"""

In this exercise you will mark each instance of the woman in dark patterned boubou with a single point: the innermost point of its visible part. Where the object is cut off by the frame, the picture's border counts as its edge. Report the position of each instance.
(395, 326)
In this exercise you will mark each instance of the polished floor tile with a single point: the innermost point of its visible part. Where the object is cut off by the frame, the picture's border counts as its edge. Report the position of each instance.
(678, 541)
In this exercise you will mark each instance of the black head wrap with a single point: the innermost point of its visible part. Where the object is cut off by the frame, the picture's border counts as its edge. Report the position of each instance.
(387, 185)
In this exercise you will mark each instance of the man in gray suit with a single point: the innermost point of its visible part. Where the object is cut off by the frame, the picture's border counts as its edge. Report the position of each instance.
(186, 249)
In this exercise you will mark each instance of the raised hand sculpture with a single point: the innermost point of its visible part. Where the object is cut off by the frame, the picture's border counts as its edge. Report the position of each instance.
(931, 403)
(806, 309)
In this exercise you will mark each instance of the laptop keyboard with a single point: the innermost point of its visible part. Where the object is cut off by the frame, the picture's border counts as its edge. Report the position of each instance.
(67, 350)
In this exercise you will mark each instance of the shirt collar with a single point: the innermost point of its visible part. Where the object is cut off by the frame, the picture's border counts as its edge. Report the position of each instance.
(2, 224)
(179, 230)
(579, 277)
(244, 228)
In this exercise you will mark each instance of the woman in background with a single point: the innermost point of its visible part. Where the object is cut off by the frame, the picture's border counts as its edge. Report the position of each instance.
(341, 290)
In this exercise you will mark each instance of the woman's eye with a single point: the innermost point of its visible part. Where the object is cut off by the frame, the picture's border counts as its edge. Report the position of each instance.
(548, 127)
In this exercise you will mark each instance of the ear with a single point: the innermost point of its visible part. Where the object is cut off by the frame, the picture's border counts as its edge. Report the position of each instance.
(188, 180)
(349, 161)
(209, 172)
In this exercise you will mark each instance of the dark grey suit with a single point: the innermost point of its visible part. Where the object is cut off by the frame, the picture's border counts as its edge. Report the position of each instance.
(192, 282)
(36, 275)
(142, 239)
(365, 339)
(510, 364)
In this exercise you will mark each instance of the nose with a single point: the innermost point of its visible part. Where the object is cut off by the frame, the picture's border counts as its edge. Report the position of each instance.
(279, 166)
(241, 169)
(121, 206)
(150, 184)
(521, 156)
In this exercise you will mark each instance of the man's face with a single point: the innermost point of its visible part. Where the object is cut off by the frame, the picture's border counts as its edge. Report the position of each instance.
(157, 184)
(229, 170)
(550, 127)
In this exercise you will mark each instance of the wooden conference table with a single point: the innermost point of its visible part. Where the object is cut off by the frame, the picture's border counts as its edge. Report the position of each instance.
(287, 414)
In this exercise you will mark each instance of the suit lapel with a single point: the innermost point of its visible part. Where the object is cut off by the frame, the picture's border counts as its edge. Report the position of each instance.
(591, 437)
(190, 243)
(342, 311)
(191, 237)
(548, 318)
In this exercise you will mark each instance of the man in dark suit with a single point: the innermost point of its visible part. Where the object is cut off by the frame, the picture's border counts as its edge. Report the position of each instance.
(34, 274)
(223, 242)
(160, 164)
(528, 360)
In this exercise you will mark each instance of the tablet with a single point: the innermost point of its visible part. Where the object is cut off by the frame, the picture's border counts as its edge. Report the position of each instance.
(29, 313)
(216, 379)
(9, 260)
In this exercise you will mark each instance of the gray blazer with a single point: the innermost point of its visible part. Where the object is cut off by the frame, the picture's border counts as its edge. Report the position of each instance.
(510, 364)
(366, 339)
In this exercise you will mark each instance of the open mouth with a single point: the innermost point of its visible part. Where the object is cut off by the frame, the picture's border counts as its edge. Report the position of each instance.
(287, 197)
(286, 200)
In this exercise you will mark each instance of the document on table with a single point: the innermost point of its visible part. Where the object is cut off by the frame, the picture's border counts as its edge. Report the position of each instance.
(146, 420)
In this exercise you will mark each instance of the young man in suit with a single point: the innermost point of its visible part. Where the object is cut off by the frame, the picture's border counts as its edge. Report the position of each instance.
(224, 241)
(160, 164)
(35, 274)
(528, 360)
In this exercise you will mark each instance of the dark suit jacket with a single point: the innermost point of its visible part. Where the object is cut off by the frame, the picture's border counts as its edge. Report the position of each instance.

"""

*AIM OF THE TASK*.
Copy all the records above exactly, missing none.

*TASK ANSWER*.
In this exercise you will mark each instance of the woman in dark patterned boubou with a single point: the innermost point of its visible part. Where the object is cut off by the frame, the picture's border counts as its edge. Report the position of each instance.
(395, 326)
In this exercise you will mark each instance of the polished floor tile with a single point: the innermost point of its visible part. Where the object is cut off by the frame, the picture's border counts as its edge. Report the position of each instance.
(678, 541)
In this exercise you will mark each instance of the black head wrap with a single point: the innermost point of its visible part. Where the object is cut off by the frame, the picture's border counts as its edge. Report the position of each instance.
(387, 185)
In this exercise you will mark each instance of the man in gray suit with a single point: the innermost point of its visible part. Where the object is cut off by the frame, the picture's border counts as its edge. Report the position of each instance.
(186, 249)
In this exercise you will mark each instance of the raised hand sculpture with a single point: the innermost point of its visible part. Where the object is cut off by the frame, the picture's border counts as its edge. Report the position of each instance.
(931, 403)
(806, 309)
In this exercise you will mark each instance of the laptop keyboard with a single point: the innermost point of its visible part. Where the object is cut off by the frame, the picture's border counts as its edge. Report the position of each instance.
(67, 350)
In this exercise you will mark each instance of the shirt collar with a single point: the innermost point of its visible part. Where the object is cut off by the frame, the picture's border counts as its edge. Report the position of each instance.
(2, 224)
(179, 230)
(579, 277)
(244, 228)
In this exercise you will mark each instance of the woman in background with a single point: the innermost point of its visible part. Where the object is cut off by the frame, the picture's border counts as its edge. Report the position of each instance.
(341, 290)
In this exercise you will mark each instance of the woman's eye with a single point: the innermost point of its visible part. Where the object is cut off by the frame, the picture's border counts as its edge. Report the position of each instance.
(548, 127)
In this exercise you will mark each instance of the ear with a single point: the innermost point of its visible part. Where the object is cut off by the frame, the picture's border counts as its edge. Report the position of each instance.
(188, 180)
(349, 161)
(209, 172)
In this exercise you will mark each instance of the dark grey suit with a single point: the innermost point of its visible part. Where the object is cut off by the frame, the picture's border counts as its edge. Report the position of each instance.
(192, 282)
(36, 275)
(142, 239)
(365, 339)
(510, 364)
In this exercise you will mark each instance of the nose with a single point: the innermost point of its visible part. Where the object is cut off by the frame, the picture's border counts as its edge. Report the position of each instance.
(279, 166)
(241, 169)
(121, 206)
(150, 184)
(521, 156)
In this exercise you will mark each instance of the man's face with a single point: the innermost point of its visible part. Where the object is cut off by the frame, the picture's border counts as its edge. Report the position of each instance.
(157, 184)
(229, 170)
(550, 127)
In this exercise you will mark each instance of the wooden conference table with a single point: the innermost point of its visible part. Where the object is cut off by the frame, the picture's border counts as its edge. Report the position of each instance.
(287, 414)
In this exercise you will mark each instance of the suit lapel with a single point: the innermost point of its visible part. Where the object is cut off by the frame, the picture's border counts as its edge. Report the position of each instance.
(591, 437)
(190, 243)
(342, 311)
(191, 237)
(548, 318)
In this exercise you will mark each instance of the man in dark suit with a single point: the innermost point of its visible part. Where the object is cut off by the frame, the picture's border counts as its edge. Report the position of each instance.
(34, 274)
(223, 242)
(160, 164)
(528, 360)
In this exercise you will mark each instance of the tablet with a single point: the innermost point of its visible part. Where the object is cut off by the frame, the picture's border counts as its edge. Report the position of each instance.
(29, 313)
(216, 379)
(9, 260)
In this exercise you will mark each instance of the gray blazer with a single point: the innermost point of its visible part. Where the object is cut off by the frame, the picture's border counts as its edge. Report the position of each instance.
(510, 364)
(366, 339)
In this exercise you will mark each instance of the open mouth with a single point: the innermost point of its visible part. Where the object is cut off by the frame, the picture's border counts as its edge. Report the position of each instance.
(287, 197)
(286, 200)
In this exercise you will mark each instance of the document on table with a single point: the innermost point of its visible part. Where the object is cut off by the frame, the picture's border counts as its edge. Report the position of each instance.
(146, 420)
In this exercise you will mark each instance of the young man in suit with a single point: the innermost point of its visible part. Where the object is cut off by the frame, the picture's border counts as its edge. Report the position of each instance.
(224, 241)
(160, 164)
(35, 274)
(528, 360)
In this exercise you will mark each instance of the dark suit jacket with a single point: the innermost point of its visible part. Where the object is cut off by the frame, the picture's border counts as its edge. Report the position of each instance.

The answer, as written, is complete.